— START Data shown —
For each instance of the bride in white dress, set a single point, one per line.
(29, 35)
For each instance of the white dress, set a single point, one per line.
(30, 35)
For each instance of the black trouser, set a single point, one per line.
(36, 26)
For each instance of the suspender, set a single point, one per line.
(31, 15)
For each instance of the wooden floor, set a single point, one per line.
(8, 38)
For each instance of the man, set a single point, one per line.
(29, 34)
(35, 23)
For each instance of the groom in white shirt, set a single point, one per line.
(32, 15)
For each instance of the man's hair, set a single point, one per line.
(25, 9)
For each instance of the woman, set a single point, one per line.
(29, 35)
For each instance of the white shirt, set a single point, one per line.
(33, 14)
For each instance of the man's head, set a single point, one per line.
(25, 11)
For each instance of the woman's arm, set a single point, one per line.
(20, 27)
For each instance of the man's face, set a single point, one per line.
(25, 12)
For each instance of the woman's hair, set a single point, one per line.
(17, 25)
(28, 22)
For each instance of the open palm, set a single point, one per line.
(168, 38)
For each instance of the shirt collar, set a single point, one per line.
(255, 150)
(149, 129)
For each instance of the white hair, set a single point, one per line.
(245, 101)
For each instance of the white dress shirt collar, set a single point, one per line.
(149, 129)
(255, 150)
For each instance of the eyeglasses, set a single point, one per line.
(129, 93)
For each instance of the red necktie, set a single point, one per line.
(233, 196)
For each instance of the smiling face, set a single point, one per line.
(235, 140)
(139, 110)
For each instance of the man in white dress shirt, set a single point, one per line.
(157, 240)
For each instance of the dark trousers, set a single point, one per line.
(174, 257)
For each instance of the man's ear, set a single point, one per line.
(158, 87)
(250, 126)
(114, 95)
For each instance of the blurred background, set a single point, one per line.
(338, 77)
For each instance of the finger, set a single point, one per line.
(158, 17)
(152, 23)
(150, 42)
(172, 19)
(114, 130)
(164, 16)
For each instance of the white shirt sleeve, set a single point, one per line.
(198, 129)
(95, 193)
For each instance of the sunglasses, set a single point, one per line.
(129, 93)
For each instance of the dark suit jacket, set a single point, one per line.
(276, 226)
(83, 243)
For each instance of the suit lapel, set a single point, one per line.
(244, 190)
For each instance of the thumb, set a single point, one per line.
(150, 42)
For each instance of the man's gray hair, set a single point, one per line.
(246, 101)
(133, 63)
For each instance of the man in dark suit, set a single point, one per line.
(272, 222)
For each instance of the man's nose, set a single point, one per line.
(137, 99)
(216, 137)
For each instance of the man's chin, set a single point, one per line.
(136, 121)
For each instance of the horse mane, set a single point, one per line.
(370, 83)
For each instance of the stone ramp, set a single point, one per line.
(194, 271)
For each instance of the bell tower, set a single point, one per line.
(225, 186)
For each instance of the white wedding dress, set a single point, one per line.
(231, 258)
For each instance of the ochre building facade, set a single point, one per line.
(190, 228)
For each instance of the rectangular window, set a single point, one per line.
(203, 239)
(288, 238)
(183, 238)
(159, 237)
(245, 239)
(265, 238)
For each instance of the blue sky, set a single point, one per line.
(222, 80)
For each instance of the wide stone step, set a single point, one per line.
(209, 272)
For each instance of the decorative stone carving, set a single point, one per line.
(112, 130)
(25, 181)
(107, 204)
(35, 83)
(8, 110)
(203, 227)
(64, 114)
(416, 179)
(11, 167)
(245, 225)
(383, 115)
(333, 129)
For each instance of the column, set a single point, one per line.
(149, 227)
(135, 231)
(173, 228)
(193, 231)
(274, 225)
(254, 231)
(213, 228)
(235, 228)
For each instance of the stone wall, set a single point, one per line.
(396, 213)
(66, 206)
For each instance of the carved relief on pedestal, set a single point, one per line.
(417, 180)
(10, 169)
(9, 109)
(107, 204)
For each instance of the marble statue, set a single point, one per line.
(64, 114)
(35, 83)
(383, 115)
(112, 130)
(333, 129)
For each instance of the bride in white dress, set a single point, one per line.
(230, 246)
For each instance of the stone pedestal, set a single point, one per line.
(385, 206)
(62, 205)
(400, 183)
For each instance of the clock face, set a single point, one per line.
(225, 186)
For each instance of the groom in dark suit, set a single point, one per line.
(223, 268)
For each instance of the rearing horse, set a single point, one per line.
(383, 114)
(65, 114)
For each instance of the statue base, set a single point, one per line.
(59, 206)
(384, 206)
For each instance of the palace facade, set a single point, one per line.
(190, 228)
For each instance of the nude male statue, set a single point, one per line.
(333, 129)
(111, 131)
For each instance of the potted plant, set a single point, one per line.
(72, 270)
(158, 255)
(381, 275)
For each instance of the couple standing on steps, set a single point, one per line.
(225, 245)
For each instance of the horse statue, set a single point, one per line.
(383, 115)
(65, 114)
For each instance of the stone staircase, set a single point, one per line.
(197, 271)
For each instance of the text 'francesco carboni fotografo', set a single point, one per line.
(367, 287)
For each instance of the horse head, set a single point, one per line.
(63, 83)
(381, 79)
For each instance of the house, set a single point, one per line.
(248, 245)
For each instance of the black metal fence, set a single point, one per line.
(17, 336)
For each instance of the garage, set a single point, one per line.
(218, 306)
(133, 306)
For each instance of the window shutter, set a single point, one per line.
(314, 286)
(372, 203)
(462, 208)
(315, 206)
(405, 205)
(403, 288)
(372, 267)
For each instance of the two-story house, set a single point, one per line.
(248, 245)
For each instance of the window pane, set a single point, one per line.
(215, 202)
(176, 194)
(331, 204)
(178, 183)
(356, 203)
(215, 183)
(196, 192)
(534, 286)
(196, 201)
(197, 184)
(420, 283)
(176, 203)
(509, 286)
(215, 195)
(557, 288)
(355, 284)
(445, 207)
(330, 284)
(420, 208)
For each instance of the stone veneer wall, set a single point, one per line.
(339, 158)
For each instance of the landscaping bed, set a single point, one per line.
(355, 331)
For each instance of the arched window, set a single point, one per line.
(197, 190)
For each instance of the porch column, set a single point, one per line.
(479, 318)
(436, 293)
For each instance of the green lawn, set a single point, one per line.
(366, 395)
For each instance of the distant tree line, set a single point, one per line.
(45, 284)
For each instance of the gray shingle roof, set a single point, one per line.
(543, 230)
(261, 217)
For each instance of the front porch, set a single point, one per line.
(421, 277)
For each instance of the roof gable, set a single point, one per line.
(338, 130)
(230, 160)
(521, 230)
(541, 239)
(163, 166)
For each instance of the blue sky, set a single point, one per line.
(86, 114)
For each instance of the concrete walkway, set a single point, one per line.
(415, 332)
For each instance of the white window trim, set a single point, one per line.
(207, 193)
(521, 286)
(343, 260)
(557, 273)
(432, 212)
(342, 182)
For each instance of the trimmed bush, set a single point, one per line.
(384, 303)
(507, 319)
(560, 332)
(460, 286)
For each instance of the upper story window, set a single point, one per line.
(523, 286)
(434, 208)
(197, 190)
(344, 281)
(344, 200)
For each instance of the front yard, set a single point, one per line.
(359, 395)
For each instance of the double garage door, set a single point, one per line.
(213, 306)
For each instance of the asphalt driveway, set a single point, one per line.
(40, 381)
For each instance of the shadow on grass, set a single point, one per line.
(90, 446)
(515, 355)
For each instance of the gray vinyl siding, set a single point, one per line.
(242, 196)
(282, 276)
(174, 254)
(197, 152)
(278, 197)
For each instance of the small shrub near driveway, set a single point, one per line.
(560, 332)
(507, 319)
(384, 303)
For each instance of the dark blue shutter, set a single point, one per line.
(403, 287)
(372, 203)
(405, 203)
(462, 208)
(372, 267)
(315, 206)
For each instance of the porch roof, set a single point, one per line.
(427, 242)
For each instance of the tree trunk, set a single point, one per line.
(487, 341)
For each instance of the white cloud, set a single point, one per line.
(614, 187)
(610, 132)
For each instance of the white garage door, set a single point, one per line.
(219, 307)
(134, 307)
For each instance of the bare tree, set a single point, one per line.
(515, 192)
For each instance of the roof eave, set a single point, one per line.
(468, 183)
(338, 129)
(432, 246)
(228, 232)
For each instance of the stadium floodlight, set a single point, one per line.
— END Data shown —
— START Data shown —
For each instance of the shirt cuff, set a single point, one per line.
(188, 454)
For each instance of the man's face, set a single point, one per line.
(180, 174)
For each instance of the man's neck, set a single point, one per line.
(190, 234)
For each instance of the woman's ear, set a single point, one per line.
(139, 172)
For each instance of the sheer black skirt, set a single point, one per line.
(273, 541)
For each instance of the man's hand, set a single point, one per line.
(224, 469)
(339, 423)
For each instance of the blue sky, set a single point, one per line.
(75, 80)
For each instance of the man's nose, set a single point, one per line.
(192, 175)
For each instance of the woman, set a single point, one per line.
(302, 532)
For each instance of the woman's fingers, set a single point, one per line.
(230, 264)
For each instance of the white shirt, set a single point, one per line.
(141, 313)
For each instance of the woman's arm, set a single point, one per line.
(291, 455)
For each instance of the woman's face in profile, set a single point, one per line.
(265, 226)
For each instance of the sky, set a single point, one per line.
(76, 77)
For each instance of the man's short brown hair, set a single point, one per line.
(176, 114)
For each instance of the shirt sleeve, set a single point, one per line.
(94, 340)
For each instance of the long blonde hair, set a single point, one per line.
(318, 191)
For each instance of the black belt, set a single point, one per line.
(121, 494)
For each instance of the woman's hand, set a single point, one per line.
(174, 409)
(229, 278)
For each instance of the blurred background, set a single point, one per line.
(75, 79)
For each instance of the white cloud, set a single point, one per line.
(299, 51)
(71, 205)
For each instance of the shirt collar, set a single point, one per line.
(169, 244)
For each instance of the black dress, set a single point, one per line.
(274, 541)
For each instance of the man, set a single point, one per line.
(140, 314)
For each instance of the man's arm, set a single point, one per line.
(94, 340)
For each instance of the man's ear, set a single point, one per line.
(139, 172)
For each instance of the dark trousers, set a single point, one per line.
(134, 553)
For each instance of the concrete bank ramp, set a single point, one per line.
— END Data shown —
What you need to do
Retype every line of the rows from the one containing "For each instance of the long" down to the one containing "For each instance of the concrete bank", both included, with no changes.

Exercise response
For each instance of the long blonde hair, set a single point, one per line.
(318, 191)
For each instance of the black belt, set a single point, one per line.
(121, 494)
For each instance of the woman's hand, set a single point, one per line.
(174, 409)
(229, 278)
For each instance of the blurred background, set a single point, one per line.
(75, 79)
For each instance of the white cloud, set a single point, one per line.
(299, 51)
(71, 205)
For each instance of the shirt collar, set a single point, one per line.
(169, 244)
For each instance of the black dress, set a single point, one per line.
(274, 541)
For each instance of the man, set a single point, one per line.
(140, 314)
For each instance of the man's arm, set a single point, one per line.
(94, 340)
For each instance of the man's ear, set a single point, one per line.
(139, 172)
For each instance of the dark trousers, set a single point, one per line.
(134, 553)
For each instance of the concrete bank ramp, set a single point, one per line.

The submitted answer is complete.